Output the whole listing below. Keep it exact.
^^^^
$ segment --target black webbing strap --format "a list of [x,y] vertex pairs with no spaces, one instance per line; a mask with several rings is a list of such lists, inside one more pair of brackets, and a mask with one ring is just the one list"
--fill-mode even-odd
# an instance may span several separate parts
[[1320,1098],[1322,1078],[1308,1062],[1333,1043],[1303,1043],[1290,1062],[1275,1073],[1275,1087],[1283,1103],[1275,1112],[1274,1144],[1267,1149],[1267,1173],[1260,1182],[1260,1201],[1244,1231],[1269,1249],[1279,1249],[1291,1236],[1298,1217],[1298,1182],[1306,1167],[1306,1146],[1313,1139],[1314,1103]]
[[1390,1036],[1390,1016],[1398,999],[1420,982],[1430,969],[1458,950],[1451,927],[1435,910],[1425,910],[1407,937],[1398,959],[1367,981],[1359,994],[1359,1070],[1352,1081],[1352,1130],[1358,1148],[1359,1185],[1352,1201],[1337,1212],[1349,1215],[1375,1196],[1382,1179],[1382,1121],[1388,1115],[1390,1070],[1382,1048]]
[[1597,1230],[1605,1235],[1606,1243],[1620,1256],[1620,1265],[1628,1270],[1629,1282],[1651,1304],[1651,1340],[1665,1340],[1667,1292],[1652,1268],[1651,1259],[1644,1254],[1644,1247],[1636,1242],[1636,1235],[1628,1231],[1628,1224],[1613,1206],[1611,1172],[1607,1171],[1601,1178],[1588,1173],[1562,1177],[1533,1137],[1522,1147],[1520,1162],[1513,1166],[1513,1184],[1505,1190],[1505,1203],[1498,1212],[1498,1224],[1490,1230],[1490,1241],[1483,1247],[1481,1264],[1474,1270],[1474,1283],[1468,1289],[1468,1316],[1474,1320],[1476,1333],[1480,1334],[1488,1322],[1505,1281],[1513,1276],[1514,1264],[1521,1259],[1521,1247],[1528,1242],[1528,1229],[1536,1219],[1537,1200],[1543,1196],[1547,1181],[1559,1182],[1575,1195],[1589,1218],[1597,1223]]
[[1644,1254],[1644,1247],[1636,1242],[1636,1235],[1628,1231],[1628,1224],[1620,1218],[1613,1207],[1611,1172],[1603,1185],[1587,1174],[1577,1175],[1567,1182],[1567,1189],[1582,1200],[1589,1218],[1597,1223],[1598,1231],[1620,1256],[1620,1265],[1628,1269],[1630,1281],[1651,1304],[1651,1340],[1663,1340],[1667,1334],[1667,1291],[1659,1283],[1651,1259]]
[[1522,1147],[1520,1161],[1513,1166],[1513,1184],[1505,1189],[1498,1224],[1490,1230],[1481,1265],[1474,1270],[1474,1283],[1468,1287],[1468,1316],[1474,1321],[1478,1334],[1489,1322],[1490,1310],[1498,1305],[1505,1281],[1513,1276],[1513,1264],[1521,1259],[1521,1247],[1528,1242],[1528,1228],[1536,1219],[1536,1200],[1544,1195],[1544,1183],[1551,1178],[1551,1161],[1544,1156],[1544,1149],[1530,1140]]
^^^^
= EXERCISE RESULT =
$ segment --target black webbing strap --format "a list of [x,y] vertex pairs with no spaces, one instance per line; a mask with several rings is a list of such lists, inside one more pair of brackets, and a mask with one ring is just the one list"
--fill-mode even-odd
# an instance may span several separate parts
[[1320,1098],[1322,1078],[1308,1062],[1333,1043],[1303,1043],[1290,1062],[1275,1073],[1275,1087],[1283,1103],[1275,1112],[1274,1144],[1267,1149],[1267,1173],[1260,1182],[1260,1201],[1244,1231],[1269,1249],[1279,1249],[1291,1236],[1298,1217],[1298,1182],[1306,1167],[1306,1146],[1313,1139],[1314,1103]]
[[1390,1036],[1390,1016],[1398,999],[1420,982],[1430,969],[1458,950],[1451,927],[1435,910],[1425,910],[1407,937],[1398,959],[1367,981],[1359,994],[1359,1070],[1352,1081],[1352,1130],[1358,1148],[1359,1185],[1352,1201],[1337,1212],[1349,1215],[1375,1196],[1382,1179],[1382,1121],[1388,1115],[1390,1070],[1382,1048]]
[[1597,1230],[1605,1235],[1606,1243],[1620,1256],[1620,1265],[1628,1270],[1629,1282],[1651,1304],[1651,1340],[1665,1340],[1667,1292],[1652,1268],[1651,1259],[1644,1254],[1644,1247],[1636,1242],[1636,1235],[1628,1231],[1628,1224],[1613,1206],[1611,1172],[1607,1171],[1601,1178],[1588,1173],[1562,1177],[1533,1137],[1522,1147],[1520,1162],[1513,1166],[1513,1184],[1505,1190],[1505,1203],[1498,1212],[1498,1224],[1490,1230],[1490,1241],[1483,1247],[1481,1264],[1474,1270],[1474,1283],[1468,1289],[1468,1316],[1474,1320],[1476,1333],[1480,1334],[1488,1322],[1505,1281],[1513,1276],[1514,1264],[1521,1259],[1521,1247],[1528,1242],[1528,1229],[1536,1219],[1537,1200],[1543,1196],[1547,1181],[1559,1182],[1575,1195],[1589,1218],[1597,1223]]
[[1644,1254],[1644,1247],[1636,1242],[1636,1235],[1628,1231],[1628,1224],[1620,1218],[1613,1207],[1611,1172],[1603,1185],[1587,1174],[1577,1175],[1567,1182],[1567,1189],[1582,1200],[1589,1218],[1597,1223],[1598,1231],[1620,1256],[1620,1265],[1628,1269],[1630,1281],[1651,1304],[1651,1340],[1663,1340],[1667,1334],[1667,1291],[1659,1283],[1651,1259]]
[[1522,1147],[1520,1161],[1513,1166],[1513,1184],[1505,1189],[1498,1224],[1490,1230],[1481,1265],[1474,1270],[1474,1283],[1468,1287],[1468,1316],[1474,1321],[1478,1334],[1489,1322],[1490,1310],[1498,1305],[1505,1281],[1513,1276],[1513,1264],[1521,1259],[1521,1247],[1528,1242],[1528,1228],[1536,1219],[1536,1200],[1544,1195],[1544,1183],[1551,1178],[1551,1161],[1544,1156],[1544,1149],[1530,1140]]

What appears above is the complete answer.